DATASET EXTRACT >>
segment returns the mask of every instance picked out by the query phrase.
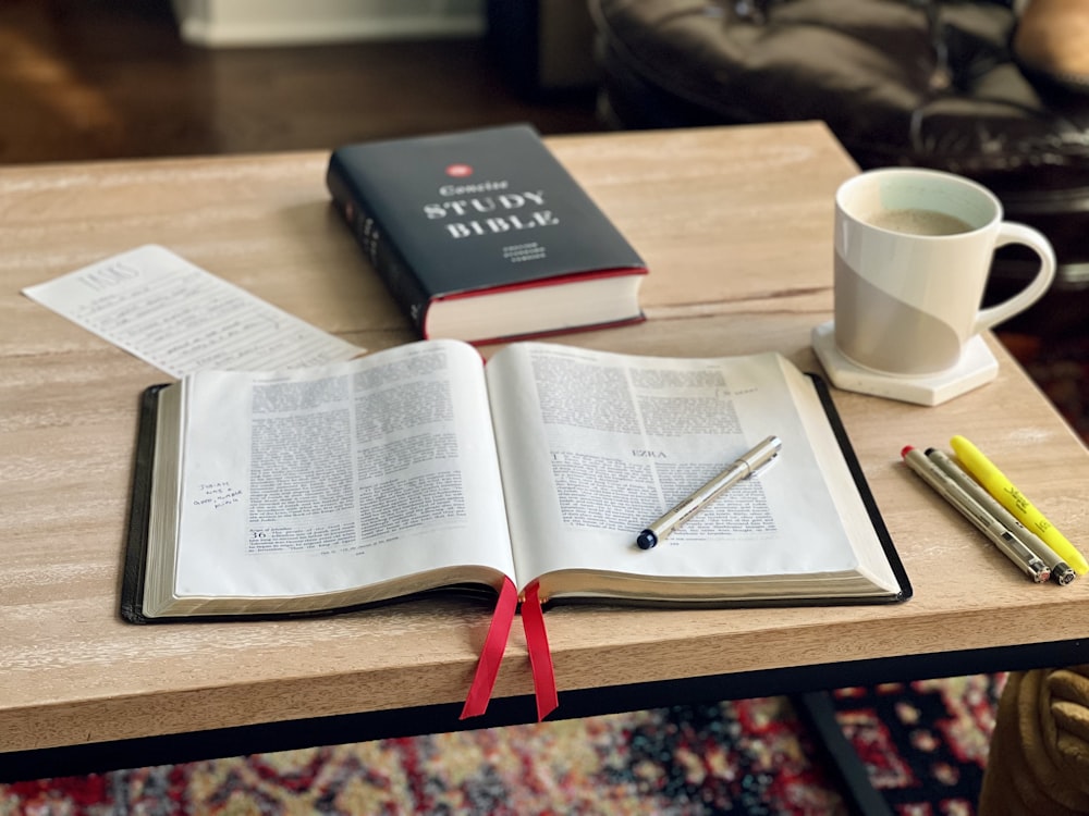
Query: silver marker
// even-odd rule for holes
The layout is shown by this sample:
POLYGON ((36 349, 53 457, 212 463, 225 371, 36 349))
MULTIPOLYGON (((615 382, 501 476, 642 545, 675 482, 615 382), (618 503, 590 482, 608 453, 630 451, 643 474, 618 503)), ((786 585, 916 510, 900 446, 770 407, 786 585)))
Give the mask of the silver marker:
POLYGON ((1052 581, 1065 586, 1078 577, 1074 568, 1064 561, 1059 553, 1049 547, 1043 539, 1018 521, 1010 510, 1003 507, 994 496, 987 492, 983 485, 972 479, 959 465, 950 459, 941 450, 932 447, 927 448, 927 458, 937 465, 945 475, 964 487, 969 496, 979 502, 1002 524, 1005 524, 1015 539, 1036 553, 1040 560, 1047 564, 1048 569, 1051 570, 1052 581))
POLYGON ((975 524, 976 529, 983 533, 999 548, 999 552, 1017 565, 1025 574, 1037 583, 1043 583, 1051 578, 1051 570, 1048 569, 1047 564, 1015 539, 1001 521, 980 506, 960 485, 945 475, 921 450, 916 450, 908 445, 901 452, 901 456, 904 457, 907 466, 922 478, 922 481, 959 510, 962 516, 975 524))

PROBLEM REQUIREMENTS >>
Output every line of the records above as a JSON list of strings, one string per line, leaving out blank lines and the pictures.

RESULT OF THIS EXERCISE >>
[
  "segment returns the mask of every instance picked out by the query phrase.",
  "Query: silver marker",
  "// even-odd rule for holes",
  "The layout is shown by this sample:",
  "POLYGON ((36 349, 53 457, 212 463, 225 371, 36 349))",
  "MULTIPOLYGON (((615 382, 501 476, 642 545, 675 482, 615 382), (618 503, 590 482, 608 453, 630 451, 643 474, 618 503)), ((786 585, 916 510, 900 446, 770 407, 786 585)))",
  "Give the mask of the silver marker:",
  "POLYGON ((1052 581, 1065 586, 1078 577, 1074 568, 1064 561, 1059 553, 1049 547, 1043 539, 1018 521, 1010 510, 1003 507, 994 496, 987 492, 983 485, 972 479, 959 465, 950 459, 941 450, 932 447, 927 448, 927 458, 937 465, 945 475, 964 487, 969 496, 979 502, 1002 524, 1005 524, 1015 539, 1036 553, 1040 560, 1047 564, 1048 569, 1051 570, 1052 581))",
  "POLYGON ((975 524, 976 529, 983 533, 999 548, 999 552, 1017 565, 1025 574, 1037 583, 1043 583, 1051 578, 1051 570, 1048 569, 1047 564, 1015 539, 1001 521, 980 506, 960 485, 945 475, 921 450, 916 450, 908 445, 901 452, 901 456, 904 457, 907 466, 922 478, 922 481, 959 510, 962 516, 975 524))"
]